Reproduce exactly the lines from the top of the records below through the line holding "one marker per instance, written like [95,265]".

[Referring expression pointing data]
★ ★ ★ ★ ★

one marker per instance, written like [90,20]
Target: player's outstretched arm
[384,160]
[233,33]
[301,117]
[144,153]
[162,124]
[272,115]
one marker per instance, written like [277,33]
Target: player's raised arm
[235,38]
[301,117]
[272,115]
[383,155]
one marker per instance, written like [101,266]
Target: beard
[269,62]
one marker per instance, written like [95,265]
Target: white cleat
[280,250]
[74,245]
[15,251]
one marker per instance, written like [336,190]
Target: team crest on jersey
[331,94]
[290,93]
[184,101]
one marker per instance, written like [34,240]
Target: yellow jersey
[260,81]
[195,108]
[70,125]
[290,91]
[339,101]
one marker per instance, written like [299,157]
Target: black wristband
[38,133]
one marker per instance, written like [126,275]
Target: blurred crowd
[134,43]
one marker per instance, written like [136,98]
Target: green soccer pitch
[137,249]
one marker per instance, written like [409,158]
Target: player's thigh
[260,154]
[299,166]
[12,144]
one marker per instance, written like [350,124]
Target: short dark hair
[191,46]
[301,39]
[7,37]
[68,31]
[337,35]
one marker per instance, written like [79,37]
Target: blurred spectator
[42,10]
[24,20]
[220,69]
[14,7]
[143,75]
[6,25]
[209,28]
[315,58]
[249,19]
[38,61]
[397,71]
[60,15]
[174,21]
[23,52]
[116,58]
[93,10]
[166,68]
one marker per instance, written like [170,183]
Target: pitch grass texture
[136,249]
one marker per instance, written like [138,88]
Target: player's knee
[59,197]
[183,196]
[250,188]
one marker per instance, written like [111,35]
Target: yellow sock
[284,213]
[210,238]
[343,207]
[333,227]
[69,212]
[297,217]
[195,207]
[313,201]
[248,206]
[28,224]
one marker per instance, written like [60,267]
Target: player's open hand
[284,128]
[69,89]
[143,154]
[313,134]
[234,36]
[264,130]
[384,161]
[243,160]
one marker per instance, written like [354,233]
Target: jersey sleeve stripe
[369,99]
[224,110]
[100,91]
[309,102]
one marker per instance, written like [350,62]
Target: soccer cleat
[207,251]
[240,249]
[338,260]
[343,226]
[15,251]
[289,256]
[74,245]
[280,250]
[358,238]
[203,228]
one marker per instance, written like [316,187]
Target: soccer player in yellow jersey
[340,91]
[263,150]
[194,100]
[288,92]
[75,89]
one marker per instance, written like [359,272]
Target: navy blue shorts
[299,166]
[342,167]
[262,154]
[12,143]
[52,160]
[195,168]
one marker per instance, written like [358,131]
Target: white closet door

★ ★ ★ ★ ★

Your response:
one marker per instance, written like [90,20]
Target: player's outstretched arm
[384,160]
[233,33]
[301,117]
[144,153]
[162,124]
[272,115]
one marker per instance, written like [277,33]
Target: player's raised arm
[235,38]
[301,117]
[272,115]
[383,155]
one marker per instance, written like [101,266]
Target: beard
[269,62]
one marker per instance, written like [95,265]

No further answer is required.